───── Extract

Resolution in Florida Wrongful Birth Case
Tom Clarkson is a student at the University of Georgia School of Law.
The “Wrongful Birth” debate is in the news yet again. In a pair of previous posts (here and here) the Genomics Law Report highlighted several issues relevant to the debate over what happens when states recognize a cause of action for wrongful birth, wrongful life or wrongful conception. A recent example from Florida illustrates that the debate continues.
Aiden, Caleb and Smith-Lemli-Opitz. In 2002 Aiden Estrada was born with a number of severe birth defects. Despite multiple examinations, Dr. Boris Kousseff, Director of Medical Genetics of the University of South Florida College of Medicine, failed to diagnose the symptoms as Smith-Lemli-Opitz syndrome and informed Aiden’s parents that they could expect a “normal” pregnancy if they conceived again. Relying on these representations, Amara and Daniel Estrada conceived a second child in 2004. This second child, Caleb, was born with symptoms nearly identical to those of his brother Aiden. Within one hour of Caleb’s birth, a geneticist at the University of Florida diagnosed him with Smith-Lemli-Opitz syndrome. The Estradas sued, and a Florida jury awarded them more than $20 million dollars in their wrongful birth suit in July 2007.
As the Estradas soon found out, a courtroom victory does not necessarily equal a recovery. Because Dr. Kousseff was a state employee, state law limited the amount of their recovery to $200,000, with any recovery above that amount requiring a special act of the Florida Legislature. On March 2, 2010, the Florida Legislature passed “An Act for the Relief of Daniel and Amara Estrada,” authorizing the payment of $25,023,212.92 to compensate the Estradas for the remainder of the judgment.
The Political Element. As we discussed in a previous post, the distinction between claims for “wrongful birth” – which allows parents to recover costs associated with the care of a disabled child – and “wrongful life” – which seek to compensate the child (or parents, suing on behalf of the child) for the harm caused by a birth that would not have occurred but for negligent care is important but subtle. Addressing the issue of damages from the perspective of the caregivers (the parents) and not the child permits jurisdictions that prefer the wrongful birth framing, including Florida, to avoid the even more challenging questions associated with wrongful life claims. These include considering whether acknowledging the claim implies a “judgment that an individual life is so wretched that one would have been better off not to exist.”

──────────
───── Provided data

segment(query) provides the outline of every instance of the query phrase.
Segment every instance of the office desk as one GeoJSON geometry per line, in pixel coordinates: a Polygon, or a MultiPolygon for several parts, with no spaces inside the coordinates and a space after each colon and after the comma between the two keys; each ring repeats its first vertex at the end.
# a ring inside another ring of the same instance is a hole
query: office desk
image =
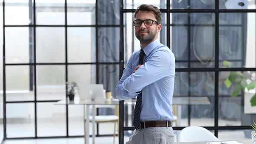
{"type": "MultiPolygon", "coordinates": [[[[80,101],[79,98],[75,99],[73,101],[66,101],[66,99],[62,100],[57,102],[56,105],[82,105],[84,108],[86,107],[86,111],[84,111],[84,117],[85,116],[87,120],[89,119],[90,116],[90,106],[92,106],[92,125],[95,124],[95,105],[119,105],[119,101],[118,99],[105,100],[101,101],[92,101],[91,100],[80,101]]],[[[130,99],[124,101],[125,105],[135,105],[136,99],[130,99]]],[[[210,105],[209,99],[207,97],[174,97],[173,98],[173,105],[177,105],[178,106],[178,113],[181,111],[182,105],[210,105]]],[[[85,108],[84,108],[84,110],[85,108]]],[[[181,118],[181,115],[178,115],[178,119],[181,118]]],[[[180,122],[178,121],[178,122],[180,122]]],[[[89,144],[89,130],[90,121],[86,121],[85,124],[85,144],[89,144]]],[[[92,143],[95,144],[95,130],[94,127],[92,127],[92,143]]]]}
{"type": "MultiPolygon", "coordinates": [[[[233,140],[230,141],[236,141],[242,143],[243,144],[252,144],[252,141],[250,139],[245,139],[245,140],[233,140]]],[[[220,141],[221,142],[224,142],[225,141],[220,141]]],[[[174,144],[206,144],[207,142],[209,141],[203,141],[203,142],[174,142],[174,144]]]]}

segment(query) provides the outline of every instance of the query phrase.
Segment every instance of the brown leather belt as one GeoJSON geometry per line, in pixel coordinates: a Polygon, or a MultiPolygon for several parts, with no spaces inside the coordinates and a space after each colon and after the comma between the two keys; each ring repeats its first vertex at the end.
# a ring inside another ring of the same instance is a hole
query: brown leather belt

──────────
───── Provided data

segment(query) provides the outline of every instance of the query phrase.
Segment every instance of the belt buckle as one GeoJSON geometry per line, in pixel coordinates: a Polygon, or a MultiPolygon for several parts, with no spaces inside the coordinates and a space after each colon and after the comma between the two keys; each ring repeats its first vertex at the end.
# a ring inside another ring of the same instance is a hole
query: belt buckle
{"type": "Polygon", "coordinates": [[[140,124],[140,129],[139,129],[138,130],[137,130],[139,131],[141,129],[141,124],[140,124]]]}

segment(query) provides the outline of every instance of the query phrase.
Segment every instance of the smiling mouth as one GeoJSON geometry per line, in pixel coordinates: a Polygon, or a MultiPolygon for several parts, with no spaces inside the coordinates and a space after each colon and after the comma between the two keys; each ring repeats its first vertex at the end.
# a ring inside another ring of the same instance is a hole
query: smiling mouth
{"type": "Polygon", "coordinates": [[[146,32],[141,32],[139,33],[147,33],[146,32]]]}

──────────

--- What you should do ---
Write the next part of the article on the Florida wrongful birth case, beginning after its last sentence.

--- Result for this task ---
Even under the wrongful birth framing, the act of the Florida Legislature authorizing the Estradas’ additional compensation was by no means a foregone conclusion. In 2007 one commentator quoted Victor Crist, the Florida State Senator in charge of overseeing the potential payout, on the controversial nature of the case:
In the 15 years I’ve been in the Legislature, I haven’t seen that kind of issue. This has a potential moral question that could become a potential political issue. I don’t know what the Legislature will do with that.
The “potential moral question” to which Victor Crist referred related to the potential role of abortion in the case. Had the Estradas’ first child, Aiden, been correctly diagnosed with Smith-Lemli-Opitz syndrome prior to Caleb’s conception, a relatively simple reproductive genetic screening test would likely have detected the syndrome in Caleb. Among the options available to the Estradas would have been abortion.
For both politicians and the public, it is easy to see how the torts of wrongful birth or wrongful life can become intertwined with the issue of abortion. In that regard, the Estradas’ case raises interesting issues as to whether state legislatures will continue to defer to juries who award massive judgments against employees of state medical facilities, or whether state legislatures will choose to inject moral and political considerations into the discussion. With rapid changes in the science and law of reproductive genetics delivering more questions than answers, relatively untested theories of liability – including wrongful birth and wrongful life – are likely to continue to remain a source of contention for both courts and legislatures.